Travail à faire:
1. Répondez aux questions suivantes à l'aide du texte source, une réponse par ligne, en reprenant les lettres (a), (b) et (c).
(a) Combien d'années d'incarcération le texte source mentionne-t-il ?
(b) De quoi, selon tous les intervenants professionnels, le demandeur a-t-il besoin ?
(c) À quelle date la Section d'appel a-t-elle rendu la décision qui rejette l'appel ?
2. D'après le texte source, pourquoi le demandeur soutenait-il que la Commission avait violé les règles d'équité procédurale ? Répondez en une à trois phrases.

Texte source:
______

Après vingt-huit années d’incarcération, il faut être bien naïf et présomptueux pour croire que votre retour en communauté se fera sans problème. La Commission peut difficilement croire que vous serez capable de faire preuve d’ouverture, de collaboration et de transparence envers les intervenants du SCC dans la communauté alors que vous êtes incapable de le faire en institution.

 

Votre projet de sortie est peut-être bien préparé mais il est nettement prématuré. Tous les intervenants professionnels qui ont eu à se pencher sur votre dossier sont unanimes à savoir, la nécessité pour vous d’une déclassification institutionnelle et d’un programme de sorties graduelles. Il ne servirait à rien de brûler les étapes puisque les conséquences risqueraient d’être encore plus graves pour la société et pour vous-même. 

 

II. Décision de la Section d’appel de la Commission

[20]           Le demandeur a porté la décision de la Commission devant la Section d’appel. Dans le cadre de son appel, le demandeur soutenait, dans un premier temps, que la Commission avait violé les règles d’équité procédurale parce qu’il n’avait pas été en mesure de livrer un témoignage complet en raison des nombreuses interruptions et interventions des commissaires qui l’ont empêché de donner des réponses complètes à leurs questions.    

 

[21]           Le demandeur a également reproché à la Commission d’avoir fait des affirmations qui n’étaient pas fondées sur la preuve et qui étaient incomplètes. Le demandeur reprochait également à la Commission de ne pas avoir pris en compte la situation particulière existant entre lui et le service correctionnel et qui a mené au versement d’un dédommagement substantiel de la part du gouvernement. Le demandeur reprochait également à la Commission d’avoir erré dans son évaluation du risque de récidive violente qu’il présentait. La Section d’appel de la Commission a rejeté l’appel dans une décision datée du 17 février 2011.

______

Lignes:
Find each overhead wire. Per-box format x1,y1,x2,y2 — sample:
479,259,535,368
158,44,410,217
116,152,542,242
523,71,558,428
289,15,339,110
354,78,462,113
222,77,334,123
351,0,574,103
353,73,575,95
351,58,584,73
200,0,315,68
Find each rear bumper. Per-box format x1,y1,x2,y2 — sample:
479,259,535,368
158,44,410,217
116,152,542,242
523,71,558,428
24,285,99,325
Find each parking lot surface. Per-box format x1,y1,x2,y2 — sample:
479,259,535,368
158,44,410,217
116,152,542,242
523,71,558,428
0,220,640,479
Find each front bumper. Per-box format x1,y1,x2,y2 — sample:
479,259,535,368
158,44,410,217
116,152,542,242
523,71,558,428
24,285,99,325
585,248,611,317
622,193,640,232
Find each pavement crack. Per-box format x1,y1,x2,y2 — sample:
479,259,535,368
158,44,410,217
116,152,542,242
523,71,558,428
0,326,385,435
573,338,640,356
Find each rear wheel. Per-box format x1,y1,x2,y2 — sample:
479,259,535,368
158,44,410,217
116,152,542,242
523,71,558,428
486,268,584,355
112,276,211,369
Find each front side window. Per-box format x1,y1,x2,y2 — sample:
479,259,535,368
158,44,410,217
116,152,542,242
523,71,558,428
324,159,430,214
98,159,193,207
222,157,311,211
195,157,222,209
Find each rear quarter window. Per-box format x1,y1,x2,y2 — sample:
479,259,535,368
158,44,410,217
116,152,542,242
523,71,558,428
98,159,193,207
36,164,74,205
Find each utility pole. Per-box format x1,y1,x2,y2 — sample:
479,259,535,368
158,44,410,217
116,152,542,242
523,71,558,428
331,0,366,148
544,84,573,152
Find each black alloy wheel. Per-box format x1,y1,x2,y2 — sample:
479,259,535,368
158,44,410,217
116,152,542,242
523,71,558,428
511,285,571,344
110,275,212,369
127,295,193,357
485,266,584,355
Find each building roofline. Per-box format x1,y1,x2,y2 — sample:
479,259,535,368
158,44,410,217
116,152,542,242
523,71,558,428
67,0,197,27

______

Corrigé des exercices:
1.
(a) Vingt-huit années.
(b) D'une déclassification institutionnelle et d'un programme de sorties graduelles.
(c) Le 17 février 2011.

2. Il n'avait pas pu livrer un témoignage complet. Les nombreuses interruptions et interventions des commissaires l'avaient empêché de donner des réponses complètes à leurs questions.